Convert the lines running from the line containing "of the wooden" through the line containing "0,0,236,354" into a JSON list of strings, one string per line, with any blank lines omitted. Include only those lines.

Dataset records:
# # # # # # #
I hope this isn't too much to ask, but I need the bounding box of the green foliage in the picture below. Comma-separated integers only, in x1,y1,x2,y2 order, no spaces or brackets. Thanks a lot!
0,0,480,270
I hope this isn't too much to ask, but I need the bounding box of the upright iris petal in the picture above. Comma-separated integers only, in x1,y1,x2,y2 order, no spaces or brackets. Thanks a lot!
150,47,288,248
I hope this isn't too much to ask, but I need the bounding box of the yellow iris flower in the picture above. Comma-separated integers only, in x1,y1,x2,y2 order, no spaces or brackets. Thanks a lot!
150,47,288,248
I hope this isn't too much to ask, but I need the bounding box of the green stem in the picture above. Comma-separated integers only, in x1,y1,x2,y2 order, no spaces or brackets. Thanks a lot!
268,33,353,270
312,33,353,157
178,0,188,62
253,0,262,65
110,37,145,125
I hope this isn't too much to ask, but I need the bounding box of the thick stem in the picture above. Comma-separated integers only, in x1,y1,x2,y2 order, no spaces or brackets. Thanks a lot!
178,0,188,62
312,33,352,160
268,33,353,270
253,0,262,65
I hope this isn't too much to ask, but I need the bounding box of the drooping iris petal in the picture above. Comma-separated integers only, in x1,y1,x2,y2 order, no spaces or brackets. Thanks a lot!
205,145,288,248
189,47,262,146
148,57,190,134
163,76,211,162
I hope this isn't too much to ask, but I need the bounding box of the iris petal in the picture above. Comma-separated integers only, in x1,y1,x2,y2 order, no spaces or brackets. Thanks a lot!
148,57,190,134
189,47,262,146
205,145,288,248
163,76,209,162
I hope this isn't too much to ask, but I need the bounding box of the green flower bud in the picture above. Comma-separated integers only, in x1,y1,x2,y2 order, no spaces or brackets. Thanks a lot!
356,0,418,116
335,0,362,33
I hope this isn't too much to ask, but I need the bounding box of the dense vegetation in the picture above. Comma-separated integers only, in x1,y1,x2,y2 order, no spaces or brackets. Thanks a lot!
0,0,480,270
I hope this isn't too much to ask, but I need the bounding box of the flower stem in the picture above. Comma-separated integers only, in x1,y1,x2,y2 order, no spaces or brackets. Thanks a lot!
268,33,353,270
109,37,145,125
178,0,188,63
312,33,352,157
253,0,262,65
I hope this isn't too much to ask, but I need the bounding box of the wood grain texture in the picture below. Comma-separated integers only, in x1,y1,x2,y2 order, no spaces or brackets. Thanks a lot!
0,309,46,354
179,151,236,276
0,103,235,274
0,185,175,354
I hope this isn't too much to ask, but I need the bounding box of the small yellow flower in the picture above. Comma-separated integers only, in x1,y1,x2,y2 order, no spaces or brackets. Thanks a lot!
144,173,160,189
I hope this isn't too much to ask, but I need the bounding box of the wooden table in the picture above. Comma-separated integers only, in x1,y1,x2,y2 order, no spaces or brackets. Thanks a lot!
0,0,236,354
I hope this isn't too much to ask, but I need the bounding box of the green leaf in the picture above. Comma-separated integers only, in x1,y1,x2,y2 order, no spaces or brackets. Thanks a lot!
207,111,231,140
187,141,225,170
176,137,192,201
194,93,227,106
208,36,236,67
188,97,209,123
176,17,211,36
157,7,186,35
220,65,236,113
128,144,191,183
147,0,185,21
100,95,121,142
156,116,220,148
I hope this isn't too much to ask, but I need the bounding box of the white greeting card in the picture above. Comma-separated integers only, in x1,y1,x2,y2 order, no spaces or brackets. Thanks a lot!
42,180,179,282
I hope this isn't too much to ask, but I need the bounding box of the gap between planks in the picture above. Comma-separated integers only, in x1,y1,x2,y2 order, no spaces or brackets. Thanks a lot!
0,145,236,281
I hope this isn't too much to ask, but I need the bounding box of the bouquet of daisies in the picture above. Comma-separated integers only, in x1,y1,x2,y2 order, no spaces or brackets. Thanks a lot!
# # # # # # #
Result »
[
  "I hope this isn't too much to ask, but I need the bounding box of the wooden table in the picture above. Comma-separated integers only, in x1,y1,x2,y2 order, no spaces or brackets. Thanks a lot!",
  "0,0,236,354"
]